━━━━━ EXCERPTED RECORDS ━━━━━

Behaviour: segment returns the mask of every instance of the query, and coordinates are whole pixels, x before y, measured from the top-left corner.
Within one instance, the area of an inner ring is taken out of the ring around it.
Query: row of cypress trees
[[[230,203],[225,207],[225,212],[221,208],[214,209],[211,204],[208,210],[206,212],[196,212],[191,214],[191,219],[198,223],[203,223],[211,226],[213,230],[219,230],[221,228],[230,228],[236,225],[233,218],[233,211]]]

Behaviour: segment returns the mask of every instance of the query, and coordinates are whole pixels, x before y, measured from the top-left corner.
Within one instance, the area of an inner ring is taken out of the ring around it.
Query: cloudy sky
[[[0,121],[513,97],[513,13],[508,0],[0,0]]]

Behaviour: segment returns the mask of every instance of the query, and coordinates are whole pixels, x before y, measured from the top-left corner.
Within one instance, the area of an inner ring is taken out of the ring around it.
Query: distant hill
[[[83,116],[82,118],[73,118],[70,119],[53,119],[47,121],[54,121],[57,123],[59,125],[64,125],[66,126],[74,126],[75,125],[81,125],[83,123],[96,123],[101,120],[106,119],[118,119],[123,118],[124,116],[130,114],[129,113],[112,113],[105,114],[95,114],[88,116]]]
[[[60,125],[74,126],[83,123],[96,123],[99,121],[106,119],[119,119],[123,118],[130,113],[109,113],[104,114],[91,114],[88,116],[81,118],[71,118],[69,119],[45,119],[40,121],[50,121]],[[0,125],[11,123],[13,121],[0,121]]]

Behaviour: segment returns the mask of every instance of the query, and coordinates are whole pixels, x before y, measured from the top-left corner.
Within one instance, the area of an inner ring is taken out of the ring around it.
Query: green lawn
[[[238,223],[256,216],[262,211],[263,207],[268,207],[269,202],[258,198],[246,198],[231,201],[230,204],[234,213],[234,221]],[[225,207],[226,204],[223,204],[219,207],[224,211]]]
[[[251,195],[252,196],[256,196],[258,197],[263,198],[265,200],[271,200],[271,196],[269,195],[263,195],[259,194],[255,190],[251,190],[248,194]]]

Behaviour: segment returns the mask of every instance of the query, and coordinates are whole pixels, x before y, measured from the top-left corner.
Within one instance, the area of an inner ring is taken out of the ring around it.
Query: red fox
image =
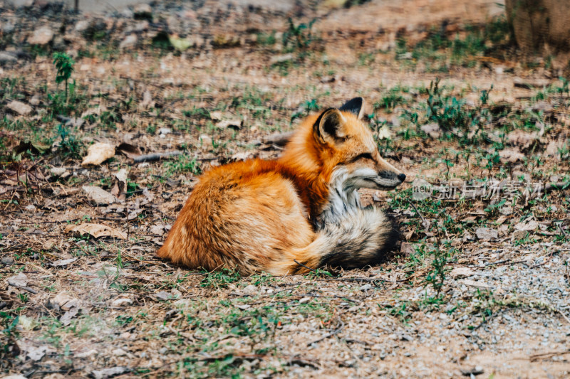
[[[356,97],[309,116],[276,160],[234,162],[204,174],[158,256],[244,275],[381,261],[399,232],[383,211],[362,208],[357,190],[391,190],[405,175],[380,157],[361,121],[363,105]]]

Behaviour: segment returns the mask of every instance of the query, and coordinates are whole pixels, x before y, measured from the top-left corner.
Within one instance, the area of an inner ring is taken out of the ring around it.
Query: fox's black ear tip
[[[338,109],[353,113],[358,118],[361,118],[364,112],[364,98],[360,96],[353,97]]]

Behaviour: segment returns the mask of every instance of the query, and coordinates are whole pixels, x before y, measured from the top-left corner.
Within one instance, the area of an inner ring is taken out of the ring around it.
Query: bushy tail
[[[326,225],[311,244],[296,252],[296,260],[311,268],[373,265],[385,259],[399,237],[393,218],[377,208],[359,209],[342,216],[337,223]],[[300,274],[309,270],[295,264],[287,271]]]

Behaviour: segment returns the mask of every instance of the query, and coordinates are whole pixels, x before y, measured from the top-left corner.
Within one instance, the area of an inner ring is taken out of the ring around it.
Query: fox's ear
[[[364,115],[364,99],[355,97],[344,103],[339,109],[353,113],[360,119]]]
[[[338,143],[344,140],[344,123],[346,119],[336,108],[329,108],[321,113],[313,125],[315,139],[322,143]]]

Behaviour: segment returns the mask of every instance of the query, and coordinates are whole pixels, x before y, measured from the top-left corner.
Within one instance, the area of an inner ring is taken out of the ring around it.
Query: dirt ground
[[[6,378],[570,376],[569,84],[517,52],[500,4],[0,11]],[[408,178],[363,191],[402,228],[385,263],[239,277],[155,257],[201,172],[276,157],[355,96]]]

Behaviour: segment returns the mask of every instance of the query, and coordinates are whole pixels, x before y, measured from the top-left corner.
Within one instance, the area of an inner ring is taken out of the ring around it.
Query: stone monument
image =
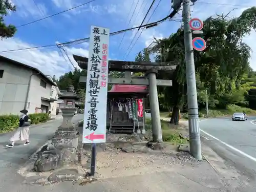
[[[59,97],[63,100],[63,104],[60,108],[63,121],[52,138],[51,143],[44,146],[38,152],[34,165],[37,172],[55,169],[76,160],[79,133],[75,130],[71,120],[75,114],[75,101],[79,97],[73,86],[69,87],[67,92],[61,92]]]

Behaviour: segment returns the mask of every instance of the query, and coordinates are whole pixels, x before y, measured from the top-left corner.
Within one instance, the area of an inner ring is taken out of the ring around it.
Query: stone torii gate
[[[79,67],[87,70],[88,58],[73,55]],[[172,86],[172,81],[157,79],[156,74],[158,71],[173,72],[177,65],[162,62],[145,62],[123,61],[118,60],[109,61],[109,71],[124,72],[124,78],[109,77],[109,84],[124,84],[148,86],[151,121],[153,142],[162,142],[162,130],[160,116],[157,86]],[[132,78],[132,72],[145,73],[145,78]],[[79,82],[86,83],[87,77],[80,77]]]

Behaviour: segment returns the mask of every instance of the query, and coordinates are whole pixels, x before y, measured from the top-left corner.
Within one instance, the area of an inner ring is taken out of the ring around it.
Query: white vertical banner
[[[92,26],[87,68],[83,143],[106,138],[109,29]]]

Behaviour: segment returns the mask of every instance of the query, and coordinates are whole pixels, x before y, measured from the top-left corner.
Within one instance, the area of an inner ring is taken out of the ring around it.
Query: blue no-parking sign
[[[194,31],[200,31],[204,27],[204,23],[197,18],[194,18],[189,21],[189,27]]]
[[[199,51],[203,51],[206,48],[206,42],[203,38],[201,37],[195,37],[192,40],[192,45],[193,48]]]

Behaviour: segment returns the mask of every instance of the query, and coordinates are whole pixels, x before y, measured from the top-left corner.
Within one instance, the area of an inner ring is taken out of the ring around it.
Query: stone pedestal
[[[61,125],[58,128],[58,130],[74,130],[72,120],[73,117],[75,115],[75,109],[74,108],[61,108],[60,110],[62,112],[63,121]]]
[[[74,108],[62,109],[63,121],[52,138],[51,144],[44,146],[38,152],[35,170],[42,172],[56,169],[65,163],[74,162],[78,145],[79,133],[74,130],[72,119]]]
[[[63,121],[52,139],[52,144],[60,151],[64,163],[76,160],[76,151],[78,146],[79,133],[74,130],[72,123],[74,108],[62,108]]]
[[[79,134],[74,131],[57,131],[52,138],[52,144],[61,154],[63,163],[74,162],[76,159]]]

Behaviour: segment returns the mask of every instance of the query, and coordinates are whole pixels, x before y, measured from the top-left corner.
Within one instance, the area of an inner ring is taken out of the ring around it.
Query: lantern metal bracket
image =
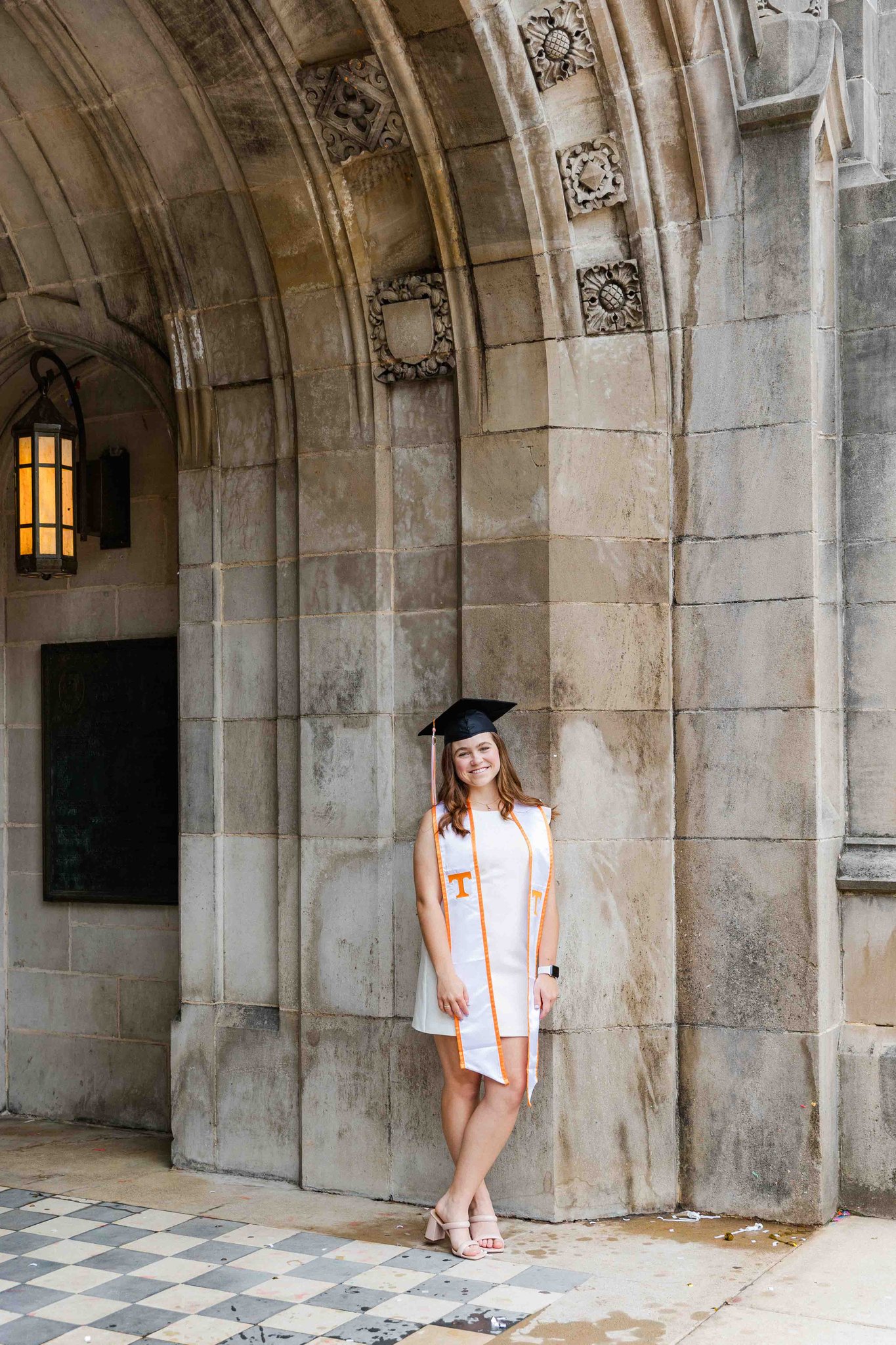
[[[38,362],[42,359],[51,359],[56,366],[66,387],[69,389],[69,397],[71,398],[71,409],[75,413],[75,425],[78,426],[78,490],[75,491],[75,507],[78,512],[78,535],[82,542],[87,541],[87,444],[85,433],[85,418],[81,410],[81,398],[78,397],[78,389],[75,382],[69,373],[67,366],[59,359],[55,350],[48,346],[43,346],[36,350],[31,356],[30,369],[31,377],[40,390],[40,395],[46,397],[51,377],[50,374],[42,374],[38,370]]]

━━━━━

## TASK DETAILS
Locate every line in the records that contains the string "stone", treating uppercase and lowercase as different, and copy each of those lines in full.

## EXERCISE SOLUTION
Query: stone monument
Query: stone torii gate
Query: stone pedestal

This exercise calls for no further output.